TASK TO COMPLETE: Each line that contains the word "image" is to be copied from the records below.

RECORDS SHOWN:
# # #

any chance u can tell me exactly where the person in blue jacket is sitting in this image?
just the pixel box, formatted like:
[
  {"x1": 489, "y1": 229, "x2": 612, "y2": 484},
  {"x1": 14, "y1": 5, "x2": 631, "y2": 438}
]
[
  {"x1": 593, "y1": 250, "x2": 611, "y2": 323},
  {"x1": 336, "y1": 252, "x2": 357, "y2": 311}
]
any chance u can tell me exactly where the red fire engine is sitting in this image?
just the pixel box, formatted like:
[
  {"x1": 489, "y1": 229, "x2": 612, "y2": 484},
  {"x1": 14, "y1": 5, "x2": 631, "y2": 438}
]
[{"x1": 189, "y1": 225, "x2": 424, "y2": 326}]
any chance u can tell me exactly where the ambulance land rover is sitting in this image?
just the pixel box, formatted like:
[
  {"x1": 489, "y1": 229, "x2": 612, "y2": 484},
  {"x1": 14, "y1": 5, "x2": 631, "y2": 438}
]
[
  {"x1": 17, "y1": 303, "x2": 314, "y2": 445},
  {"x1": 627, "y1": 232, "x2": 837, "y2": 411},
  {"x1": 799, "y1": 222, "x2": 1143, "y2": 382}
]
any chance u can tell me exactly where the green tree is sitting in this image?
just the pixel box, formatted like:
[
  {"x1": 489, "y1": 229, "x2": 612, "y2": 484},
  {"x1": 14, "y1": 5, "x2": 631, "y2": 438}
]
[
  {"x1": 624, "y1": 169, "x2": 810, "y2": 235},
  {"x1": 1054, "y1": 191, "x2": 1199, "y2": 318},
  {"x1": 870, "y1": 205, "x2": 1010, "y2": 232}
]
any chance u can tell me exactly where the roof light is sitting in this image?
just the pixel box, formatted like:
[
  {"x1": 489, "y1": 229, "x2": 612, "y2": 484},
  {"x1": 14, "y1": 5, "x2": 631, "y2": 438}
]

# # #

SOLUTION FOR THIS EXERCISE:
any chance u can tell me exactly where the person in blue jacket is sitting in this image?
any chance u can tell me exactly where the red fire engine is sitting in this image?
any chance u can tell me exactly where the ambulance land rover is sitting in this image?
any chance u can tell me exactly where the green tree is sitting in this image?
any chance u can tell me exactly where the roof light is sitting in this image?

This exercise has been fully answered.